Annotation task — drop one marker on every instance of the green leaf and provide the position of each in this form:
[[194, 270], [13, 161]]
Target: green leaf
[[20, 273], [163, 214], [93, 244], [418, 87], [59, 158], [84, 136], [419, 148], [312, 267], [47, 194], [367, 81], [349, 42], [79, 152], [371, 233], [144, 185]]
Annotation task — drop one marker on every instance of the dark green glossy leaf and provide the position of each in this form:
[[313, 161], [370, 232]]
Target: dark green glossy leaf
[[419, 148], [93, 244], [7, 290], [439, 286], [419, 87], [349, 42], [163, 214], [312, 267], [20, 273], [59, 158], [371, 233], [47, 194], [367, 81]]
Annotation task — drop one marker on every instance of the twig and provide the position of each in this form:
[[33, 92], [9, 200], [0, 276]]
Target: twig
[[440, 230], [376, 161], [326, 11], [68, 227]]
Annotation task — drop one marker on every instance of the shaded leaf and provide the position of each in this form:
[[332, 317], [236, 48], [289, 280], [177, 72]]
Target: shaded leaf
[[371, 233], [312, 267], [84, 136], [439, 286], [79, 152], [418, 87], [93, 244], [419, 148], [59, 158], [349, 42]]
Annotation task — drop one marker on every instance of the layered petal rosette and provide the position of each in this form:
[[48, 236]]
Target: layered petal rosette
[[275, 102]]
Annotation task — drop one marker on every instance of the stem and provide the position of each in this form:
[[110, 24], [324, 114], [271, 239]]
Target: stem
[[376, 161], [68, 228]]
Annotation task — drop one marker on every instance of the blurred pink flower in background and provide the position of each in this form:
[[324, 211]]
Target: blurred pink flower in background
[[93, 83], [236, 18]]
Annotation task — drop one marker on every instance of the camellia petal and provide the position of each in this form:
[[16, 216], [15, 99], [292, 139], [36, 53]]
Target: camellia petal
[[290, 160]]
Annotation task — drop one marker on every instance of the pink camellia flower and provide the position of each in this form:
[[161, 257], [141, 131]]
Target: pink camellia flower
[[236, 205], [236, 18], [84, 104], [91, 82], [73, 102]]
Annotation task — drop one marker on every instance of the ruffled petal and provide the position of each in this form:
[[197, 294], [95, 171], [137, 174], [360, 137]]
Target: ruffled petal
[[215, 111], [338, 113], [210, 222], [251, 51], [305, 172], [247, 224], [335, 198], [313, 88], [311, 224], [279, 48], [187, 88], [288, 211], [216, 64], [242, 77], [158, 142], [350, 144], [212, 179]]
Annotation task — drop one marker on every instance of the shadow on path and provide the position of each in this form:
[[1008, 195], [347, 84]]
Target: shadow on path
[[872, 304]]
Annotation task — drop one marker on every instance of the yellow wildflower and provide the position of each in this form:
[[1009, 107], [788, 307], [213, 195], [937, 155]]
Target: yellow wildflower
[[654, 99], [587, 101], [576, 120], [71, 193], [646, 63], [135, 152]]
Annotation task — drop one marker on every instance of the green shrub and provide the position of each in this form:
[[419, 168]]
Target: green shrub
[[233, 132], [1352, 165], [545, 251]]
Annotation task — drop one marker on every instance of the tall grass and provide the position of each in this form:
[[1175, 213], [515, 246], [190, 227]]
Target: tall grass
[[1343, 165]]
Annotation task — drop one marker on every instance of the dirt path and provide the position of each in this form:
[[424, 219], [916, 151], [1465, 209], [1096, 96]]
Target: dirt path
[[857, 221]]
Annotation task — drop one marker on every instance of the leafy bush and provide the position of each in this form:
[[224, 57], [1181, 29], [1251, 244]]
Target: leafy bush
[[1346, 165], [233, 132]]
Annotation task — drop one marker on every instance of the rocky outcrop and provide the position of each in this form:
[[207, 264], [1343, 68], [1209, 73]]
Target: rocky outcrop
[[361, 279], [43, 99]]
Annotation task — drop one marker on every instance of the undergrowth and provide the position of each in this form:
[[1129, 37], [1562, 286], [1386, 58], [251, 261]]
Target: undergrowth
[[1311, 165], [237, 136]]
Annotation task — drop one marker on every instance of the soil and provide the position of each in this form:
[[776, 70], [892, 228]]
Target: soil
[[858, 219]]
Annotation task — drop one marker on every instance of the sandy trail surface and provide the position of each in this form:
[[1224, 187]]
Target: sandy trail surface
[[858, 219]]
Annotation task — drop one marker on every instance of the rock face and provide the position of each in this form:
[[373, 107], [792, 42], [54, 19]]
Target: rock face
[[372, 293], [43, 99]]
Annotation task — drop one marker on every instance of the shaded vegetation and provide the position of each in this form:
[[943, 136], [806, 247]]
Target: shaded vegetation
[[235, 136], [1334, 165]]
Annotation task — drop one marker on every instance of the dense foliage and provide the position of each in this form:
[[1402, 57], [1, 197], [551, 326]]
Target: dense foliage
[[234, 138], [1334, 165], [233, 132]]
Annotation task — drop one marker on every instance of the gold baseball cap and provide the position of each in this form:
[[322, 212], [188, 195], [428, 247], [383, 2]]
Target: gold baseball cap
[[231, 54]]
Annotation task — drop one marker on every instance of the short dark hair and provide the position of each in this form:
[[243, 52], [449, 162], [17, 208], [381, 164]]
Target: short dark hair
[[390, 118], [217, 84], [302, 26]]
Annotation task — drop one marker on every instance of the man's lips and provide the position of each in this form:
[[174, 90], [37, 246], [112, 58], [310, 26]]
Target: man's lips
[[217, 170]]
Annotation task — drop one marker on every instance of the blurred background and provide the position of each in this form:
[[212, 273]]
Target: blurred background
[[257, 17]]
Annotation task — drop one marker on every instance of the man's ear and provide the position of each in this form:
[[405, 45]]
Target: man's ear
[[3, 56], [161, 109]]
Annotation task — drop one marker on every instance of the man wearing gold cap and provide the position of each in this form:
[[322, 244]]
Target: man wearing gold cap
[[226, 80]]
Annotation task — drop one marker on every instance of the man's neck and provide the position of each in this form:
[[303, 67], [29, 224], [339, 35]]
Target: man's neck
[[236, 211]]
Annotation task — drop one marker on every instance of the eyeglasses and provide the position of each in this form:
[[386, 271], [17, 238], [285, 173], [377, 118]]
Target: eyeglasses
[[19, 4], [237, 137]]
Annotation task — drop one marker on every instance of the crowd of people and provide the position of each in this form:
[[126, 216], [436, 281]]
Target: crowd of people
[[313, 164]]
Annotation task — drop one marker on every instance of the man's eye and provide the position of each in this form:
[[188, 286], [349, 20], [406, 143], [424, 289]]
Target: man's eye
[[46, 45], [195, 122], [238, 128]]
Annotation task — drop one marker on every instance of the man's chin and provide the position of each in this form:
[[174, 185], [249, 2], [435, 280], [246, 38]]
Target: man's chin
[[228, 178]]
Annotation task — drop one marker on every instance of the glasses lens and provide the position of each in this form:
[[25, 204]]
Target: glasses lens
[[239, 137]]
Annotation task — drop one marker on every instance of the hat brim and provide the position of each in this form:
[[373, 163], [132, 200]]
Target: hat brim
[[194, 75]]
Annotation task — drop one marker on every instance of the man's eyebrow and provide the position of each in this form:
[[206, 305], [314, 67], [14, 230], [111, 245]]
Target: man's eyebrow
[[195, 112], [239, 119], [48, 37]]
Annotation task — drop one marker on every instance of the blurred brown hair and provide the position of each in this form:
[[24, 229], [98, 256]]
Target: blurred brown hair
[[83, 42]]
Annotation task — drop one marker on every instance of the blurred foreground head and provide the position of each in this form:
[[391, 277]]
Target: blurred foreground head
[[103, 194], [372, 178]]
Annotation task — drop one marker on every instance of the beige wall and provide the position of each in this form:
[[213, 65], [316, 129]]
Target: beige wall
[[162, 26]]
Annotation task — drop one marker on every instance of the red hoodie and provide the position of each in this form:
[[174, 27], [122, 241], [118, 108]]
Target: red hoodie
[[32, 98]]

+--

Your objective
Reproduce the data shown above with every line intact.

Response to this task
Annotation task — drop one marker on every instance of the green leaf and provide the position of each in this form:
[[194, 270], [13, 161]]
Target: green leaf
[[20, 273], [163, 214], [93, 244], [418, 87], [59, 158], [84, 136], [419, 148], [312, 267], [47, 194], [367, 81], [349, 42], [79, 152], [371, 233], [144, 185]]
Annotation task — drop one marker on every instance of the dark green glossy leaf and provide the position of each in this form:
[[313, 161], [370, 232]]
Target: dark green glossy leaf
[[419, 148], [93, 244], [7, 290], [439, 286], [419, 87], [349, 42], [163, 214], [312, 267], [20, 273], [59, 158], [371, 233], [47, 194], [367, 81]]
Annotation task — drop one marker on every instance of the twig and provide the position of each in this form:
[[33, 92], [9, 200], [0, 276]]
Target: twig
[[440, 230], [376, 161], [326, 11], [68, 227]]
Annotation task — drop one marker on every instance of the shaded leaf and provide the position of each in this form:
[[332, 317], [236, 48], [289, 280], [177, 72]]
Target: shaded leaf
[[371, 233], [312, 267], [84, 136], [439, 286], [79, 152], [418, 87], [93, 244], [419, 148], [59, 158], [349, 42]]
Annotation task — drop one marker on every instance of the layered petal rosette and provide the position of each in this form:
[[48, 236]]
Target: layered petal rosette
[[275, 102]]
Annotation task — drop one marker on every instance of the stem and provide the position of each in this form:
[[110, 24], [324, 114], [271, 239]]
Target: stem
[[376, 161], [68, 228]]
Annotation task — drop one marker on every instance of the blurred pink flower in background and provide the position of each in this form:
[[324, 211]]
Target: blurred pink flower in background
[[93, 83], [236, 18]]
Annotation task — drop one marker on every instance of the camellia petal and provide the position of each in this form:
[[16, 216], [15, 99], [292, 139], [36, 53]]
Target: camellia petal
[[290, 160]]
Annotation task — drop one marker on every instance of the pink camellia flower and provide the position of each in this form:
[[161, 257], [141, 131]]
Target: pink camellia flower
[[236, 205], [236, 18], [84, 104], [91, 82], [73, 102]]
Annotation task — drop one marker on every instance of the ruffled petal and provide the position of each in this form:
[[197, 294], [95, 171], [137, 174], [360, 137]]
Target: ruffled petal
[[215, 111], [338, 113], [210, 222], [251, 51], [305, 172], [247, 224], [335, 198], [313, 88], [311, 224], [279, 48], [187, 88], [288, 211], [216, 64], [242, 77], [158, 142], [350, 144], [212, 179]]
Annotation task — drop one marker on every instance of the shadow on path and provide the position of each in this form:
[[1008, 195], [347, 84]]
Target: shadow on path
[[872, 304]]
Annotation task — drop one marker on every instance of the yellow wildflower and provide the position of each in this form:
[[1009, 107], [788, 307], [213, 195], [937, 155]]
Target: yellow wildflower
[[654, 99], [587, 101], [576, 120], [71, 193], [646, 63], [135, 152]]
Annotation task — drop one marker on every instance of the green shrub and provide the position of each in this form:
[[419, 168]]
Target: green shrub
[[233, 132], [1352, 165], [545, 251]]
Annotation task — drop one marker on every instance of the tall grass and provide the position of each in this form:
[[1175, 213], [515, 246], [190, 227]]
Target: tall grass
[[1343, 165]]
Annotation task — drop one marker on every instance of the dirt path and provide the position of each in this form:
[[424, 219], [916, 151], [1465, 209], [1096, 96]]
Target: dirt path
[[857, 221]]
Annotation task — drop one marker on every instance of the leafy bush and provide the position of each in this form:
[[224, 57], [1181, 29], [1251, 244]]
Target: leafy bush
[[1346, 165], [233, 132]]
Annotation task — drop one marker on every instance of the rocky outcrop and provide the position of each in this form:
[[207, 264], [1343, 68], [1209, 73]]
Target: rocky outcrop
[[361, 279], [43, 99]]
Annotation task — drop one marker on every instance of the undergrowth and provide the position of each in this form:
[[1129, 37], [1562, 286], [1386, 58], [251, 261]]
Target: undergrowth
[[1311, 165], [237, 136]]
Annotation task — drop one marker on every instance of the soil and provide the position of each in this form:
[[776, 70], [892, 228]]
Target: soil
[[858, 219]]
Annotation task — drop one marker on every instance of the sandy trail surface and provide the position of each in this form:
[[1224, 187]]
Target: sandy trail surface
[[858, 219]]
Annotation task — drop one marker on every instance of the rock face and provide the position of each in this form:
[[373, 107], [792, 42], [54, 19]]
Target: rock face
[[372, 293], [43, 99]]
Annotation task — drop one marker on every instance of the shaded vegetation and provide the position of each in this form:
[[943, 136], [806, 247]]
Target: shaded vegetation
[[235, 136], [1334, 165]]
Annotation task — drop one marker on every instance of the dense foliage and provide the position of each in this form:
[[1402, 57], [1, 197], [551, 326]]
Target: dense foliage
[[234, 138], [1334, 165], [233, 132]]
Annotation task — drop one marker on every instance of the gold baseball cap and provide the position of each in this form:
[[322, 212], [188, 195], [428, 247], [383, 2]]
Target: gold baseball cap
[[231, 54]]
Annotation task — drop one marker on every instance of the short dark hair and provide the position of each in this form:
[[243, 52], [449, 162], [17, 208], [381, 164]]
Target: short dark hair
[[390, 118], [217, 84], [302, 26]]
Annotation task — drop one marker on every instance of the man's lips and provide the position of each in this form:
[[174, 90], [37, 246], [112, 58], [310, 26]]
Target: man's lips
[[217, 170]]
Annotation task — drop one marker on every instance of the blurred background and provide the position of each in this form:
[[212, 273]]
Target: blurred background
[[257, 17]]
Annotation task — drop one marker on every instance of the man's ear and provide the position of each in this form:
[[405, 45]]
Target: man's ear
[[3, 56], [161, 109]]
Annotation task — drop one marker on every instance of the man wearing gold cap and provide the position of each in this form:
[[322, 244]]
Target: man wearing gold cap
[[226, 80]]
Annotation task — drop one marker on every instance of the man's neck and provide the position of each in this form:
[[303, 67], [29, 224], [339, 35]]
Target: man's neck
[[236, 211]]
Annotation task — drop one marker on every instance of the eyeglasses and provide the position of each in this form:
[[386, 271], [17, 238], [285, 173], [377, 118]]
Target: eyeglasses
[[19, 4], [237, 137]]
Annotation task — drop one marker on every instance of the crowd of people and provide the position of each in this form:
[[126, 216], [436, 281]]
Target: crowd of people
[[313, 164]]
Annotation task — drop one marker on every instance of the man's eye and provide the position of each in this form:
[[188, 286], [349, 20], [406, 143], [424, 289]]
Target: man's eye
[[46, 45], [195, 122], [238, 128]]
Annotation task — drop one marker on every instance of the man's chin and provide the position of each in this form:
[[174, 185], [249, 2], [435, 280], [246, 38]]
Target: man's chin
[[228, 178]]
Annotation task — drop one marker on every instance of the glasses lens and provide the position of each in this form:
[[25, 204]]
Target: glasses lens
[[239, 137]]
Annotation task — drop one marker on every instance of the hat brim and provide the position of each in this form:
[[373, 163], [132, 200]]
Target: hat brim
[[194, 75]]
Annotation task — drop one marker on every instance of the man's eyebrow and provide the position of each in this form:
[[206, 305], [314, 67], [14, 230], [111, 245]]
Target: man's eyebrow
[[195, 112], [239, 119], [48, 37]]
Annotation task — drop one marker on every instance of the blurred brown hair and provide the position of each in this form:
[[24, 229], [98, 256]]
Target: blurred brown hair
[[83, 42]]
Annotation task — drop one marker on every instance of the blurred foreground head and provide the position of each in this form:
[[391, 277]]
Target: blurred foreground head
[[103, 194], [372, 178]]
Annotation task — drop one marker on every instance of the beige wall and provide the position of each in this form:
[[213, 65], [316, 129]]
Target: beige wall
[[162, 26]]
Annotation task — drop one marker on every instance of the red hoodie and provide the position of each in this form:
[[174, 27], [122, 241], [118, 108]]
Target: red hoodie
[[32, 98]]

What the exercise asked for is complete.